Tasks to carry out =
A. In the Diwali cookie order story, how many butter cookies were left on hand once the order seemed lost?
B. From the Diwali cookie order story, copy out word for word the part that begins at the words "To make matters" and stops after "for the best.".

Page text =
Here, there is some math involved. Each box had 5 different items and 8-10 pcs of each item. For example, we had 10 butter cookies in each box, which meant we would have to bake 11,000 cookies alone apart from everything else. We only had a kitchen team of 2 people and one tray would fit 80 cookies at a time that would take 20 minutes to bake. We had 10 days left till Diwali and the execution of this order was nearly impossible.


To make matters worse, the HR was not giving us a written confirmation to go ahead. I decided to take a risk and start baking cookies anyway, since they were long shelf-life products and can be made in advance. We made as many cookies as we possibly could and with each passing day, the pressure of a confirmation loomed in our minds. With less than 5 days left to Diwali and the company ignoring our persistent calls, we finally concluded that we are not getting the order. But now, we had 4000 butter cookies on our hands! We just kept them in airtight containers and hoped for the best.

Point localization data =
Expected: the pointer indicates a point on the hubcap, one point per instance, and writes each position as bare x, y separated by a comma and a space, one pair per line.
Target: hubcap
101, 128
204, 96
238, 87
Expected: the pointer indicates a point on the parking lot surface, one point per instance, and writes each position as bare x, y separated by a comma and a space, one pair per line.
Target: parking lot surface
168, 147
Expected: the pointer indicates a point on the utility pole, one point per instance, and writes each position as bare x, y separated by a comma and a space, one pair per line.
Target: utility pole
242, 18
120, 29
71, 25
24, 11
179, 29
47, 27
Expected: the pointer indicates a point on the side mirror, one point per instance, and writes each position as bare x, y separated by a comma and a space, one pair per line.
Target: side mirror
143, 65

Answers by task =
A. 4000 butter cookies.

B.
To make matters worse, the HR was not giving us a written confirmation to go ahead. I decided to take a risk and start baking cookies anyway, since they were long shelf-life products and can be made in advance. We made as many cookies as we possibly could and with each passing day, the pressure of a confirmation loomed in our minds. With less than 5 days left to Diwali and the company ignoring our persistent calls, we finally concluded that we are not getting the order. But now, we had 4000 butter cookies on our hands! We just kept them in airtight containers and hoped for the best.